#### [Excerpt]
= = = = = = =

Organizational culture is critical in providing moral and ethical guidance to members as noted above. It is also a critical element in determining how the organization interacts with its environment. Success in a changing environment requires an adaptive organizational culture. Attempts to change the organization’s culture must be deliberate and integrated. Organizational leaders follow counterproductive methods to attempt to force change.

-From NDU’s online resource “Strategic Leadership and Decision-Making” Part IV, Chapter 16: “Edgar Schein, an MIT Professor of Management and author of Organizational Culture and Leadership: A Dynamic View, suggests that an organization's culture develops to help it cope with its environment.” I would argue that corollaries to this assertion would be that organizations facing environmental change must change their organizational culture to cope with the new realities and that organizations with a strong status quo cultural bias will not do well in adapting to change.

-The summary continues, “Schein contends that many of the problems confronting leaders can be traced to their inability to analyze and evaluate organizational cultures. Many leaders, when trying to implement new strategies or a strategic plan leading to a new vision, will discover that their strategies will fail if they are inconsistent with the organization's culture. … Difficulties with organizational transformations arise from failures to analyze an organization's existing culture.”

-In a Forbes article on changing organizational culture, Steve Denning wrote, “Frequent mistakes in trying to change culture include: Overuse of the power tools of coercion and underuse of leadership tools.” In other words, people used coercion, fiat, and punishment instead of leading change. Instead, he argues that “the most fruitful success strategy is to begin with leadership tools, including a vision or story of the future, cement the change in place with management tools, such as role definitions, measurement and control systems, and use the pure power tools of coercion and punishments as a last resort, when all else fails.”  It is important to note that hiring, firing, and promotions can be used as management tools or power tools (depending on how they are used).

Our promotion, retention, and retirement system provides incentives for people to stay around, not to truly perform. Nor do these systems provide leaders an adaptable and responsive management tool to use for changing or maintaining a positive organizational culture. The system disadvantages bold leadership and fails to reward true talent. It also creates a culture in which promotion and the incremental increases in retirement pay it creates are seen as an entitlement rather than a privilege. Wholesale reform of the promotion system is not immediately forthcoming, but we can affect our cultural perception of it and how we use the tools we have. We must demand far more of our senior leaders, promote fewer, and be less forgiving of those who choose to accept increased rank and responsibility and fail to live up to stringent expectations. By affecting this, we will affect many of the problems laid out above.

-Our promotion system has colored our perception of the worth of experience and talent. The rigid lock-step promotion process is justified by a cultural belief that promotions are earned based on “experience.” This fails to acknowledge that what some people grasp in X years, others will grasp in X plus Y years, and still others will never understand.

= = = = = = =

#### [Recorded data]
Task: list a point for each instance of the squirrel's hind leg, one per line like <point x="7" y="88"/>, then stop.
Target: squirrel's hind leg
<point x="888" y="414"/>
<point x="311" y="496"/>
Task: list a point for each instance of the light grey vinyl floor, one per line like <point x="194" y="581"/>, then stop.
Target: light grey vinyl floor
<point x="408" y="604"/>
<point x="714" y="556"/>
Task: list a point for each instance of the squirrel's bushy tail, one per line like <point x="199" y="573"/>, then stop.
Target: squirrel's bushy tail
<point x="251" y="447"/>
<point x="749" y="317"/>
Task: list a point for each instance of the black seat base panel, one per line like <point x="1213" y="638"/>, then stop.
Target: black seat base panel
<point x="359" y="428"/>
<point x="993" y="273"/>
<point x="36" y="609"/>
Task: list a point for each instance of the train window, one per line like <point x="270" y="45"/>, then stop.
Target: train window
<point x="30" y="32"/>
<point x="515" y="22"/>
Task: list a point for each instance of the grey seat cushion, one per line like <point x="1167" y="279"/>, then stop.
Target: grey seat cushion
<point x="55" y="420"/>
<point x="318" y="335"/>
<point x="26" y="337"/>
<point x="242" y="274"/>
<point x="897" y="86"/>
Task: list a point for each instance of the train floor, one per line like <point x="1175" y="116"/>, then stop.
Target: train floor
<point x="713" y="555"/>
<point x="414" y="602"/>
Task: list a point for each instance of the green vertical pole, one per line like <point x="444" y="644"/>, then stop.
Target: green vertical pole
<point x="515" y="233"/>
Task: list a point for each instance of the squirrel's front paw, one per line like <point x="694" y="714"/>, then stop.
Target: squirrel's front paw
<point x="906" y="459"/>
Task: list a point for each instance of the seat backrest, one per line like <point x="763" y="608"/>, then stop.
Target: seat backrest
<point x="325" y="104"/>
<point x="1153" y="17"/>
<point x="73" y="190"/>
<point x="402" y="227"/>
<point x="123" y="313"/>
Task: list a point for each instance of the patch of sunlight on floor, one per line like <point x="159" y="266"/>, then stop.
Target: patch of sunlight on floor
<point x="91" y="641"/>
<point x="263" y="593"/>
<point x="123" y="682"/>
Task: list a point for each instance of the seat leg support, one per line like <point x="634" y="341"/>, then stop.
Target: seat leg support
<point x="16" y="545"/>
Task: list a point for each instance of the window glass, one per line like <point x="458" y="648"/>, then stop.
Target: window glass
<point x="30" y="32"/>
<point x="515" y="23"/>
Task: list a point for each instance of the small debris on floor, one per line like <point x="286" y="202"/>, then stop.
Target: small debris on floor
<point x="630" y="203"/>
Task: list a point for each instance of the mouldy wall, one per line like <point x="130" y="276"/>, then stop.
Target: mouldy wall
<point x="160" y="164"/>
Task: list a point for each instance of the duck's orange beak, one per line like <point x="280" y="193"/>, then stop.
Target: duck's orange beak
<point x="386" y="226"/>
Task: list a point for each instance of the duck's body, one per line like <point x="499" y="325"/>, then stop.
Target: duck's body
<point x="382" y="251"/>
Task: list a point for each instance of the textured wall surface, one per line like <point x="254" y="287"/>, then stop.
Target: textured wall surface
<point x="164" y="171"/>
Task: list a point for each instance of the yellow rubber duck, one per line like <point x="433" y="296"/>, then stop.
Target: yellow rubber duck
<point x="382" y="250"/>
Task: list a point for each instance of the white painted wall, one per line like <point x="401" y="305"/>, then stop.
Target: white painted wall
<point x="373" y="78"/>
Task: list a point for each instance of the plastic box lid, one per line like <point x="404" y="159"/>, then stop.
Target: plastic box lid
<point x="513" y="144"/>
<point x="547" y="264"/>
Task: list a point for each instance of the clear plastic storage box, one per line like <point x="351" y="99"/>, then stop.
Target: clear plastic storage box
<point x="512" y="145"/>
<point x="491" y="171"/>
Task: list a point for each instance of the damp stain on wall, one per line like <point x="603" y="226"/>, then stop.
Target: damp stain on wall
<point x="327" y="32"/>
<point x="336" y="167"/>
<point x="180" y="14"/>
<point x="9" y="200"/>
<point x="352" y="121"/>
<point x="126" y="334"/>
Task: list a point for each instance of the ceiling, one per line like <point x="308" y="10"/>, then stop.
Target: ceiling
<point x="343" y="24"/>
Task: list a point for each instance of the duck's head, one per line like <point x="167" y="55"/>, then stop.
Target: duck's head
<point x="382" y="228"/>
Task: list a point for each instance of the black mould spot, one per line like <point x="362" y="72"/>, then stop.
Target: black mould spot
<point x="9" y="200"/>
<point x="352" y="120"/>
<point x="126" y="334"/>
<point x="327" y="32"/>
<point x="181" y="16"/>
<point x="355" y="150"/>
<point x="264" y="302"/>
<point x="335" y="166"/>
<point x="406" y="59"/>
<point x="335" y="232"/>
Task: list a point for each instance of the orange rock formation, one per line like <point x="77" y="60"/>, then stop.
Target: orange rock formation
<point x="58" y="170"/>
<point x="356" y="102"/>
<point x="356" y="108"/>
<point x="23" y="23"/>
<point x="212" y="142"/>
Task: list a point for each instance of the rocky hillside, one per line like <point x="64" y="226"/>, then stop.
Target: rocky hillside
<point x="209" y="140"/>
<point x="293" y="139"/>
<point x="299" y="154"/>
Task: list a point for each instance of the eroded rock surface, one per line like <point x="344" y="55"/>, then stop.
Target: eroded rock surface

= = = = = = =

#### [What the exercise asks]
Return the passage on organizational culture between "-From NDU’s online" and "adapting to change.", inclusive.

#### [Full answer]
-From NDU’s online resource “Strategic Leadership and Decision-Making” Part IV, Chapter 16: “Edgar Schein, an MIT Professor of Management and author of Organizational Culture and Leadership: A Dynamic View, suggests that an organization's culture develops to help it cope with its environment.” I would argue that corollaries to this assertion would be that organizations facing environmental change must change their organizational culture to cope with the new realities and that organizations with a strong status quo cultural bias will not do well in adapting to change.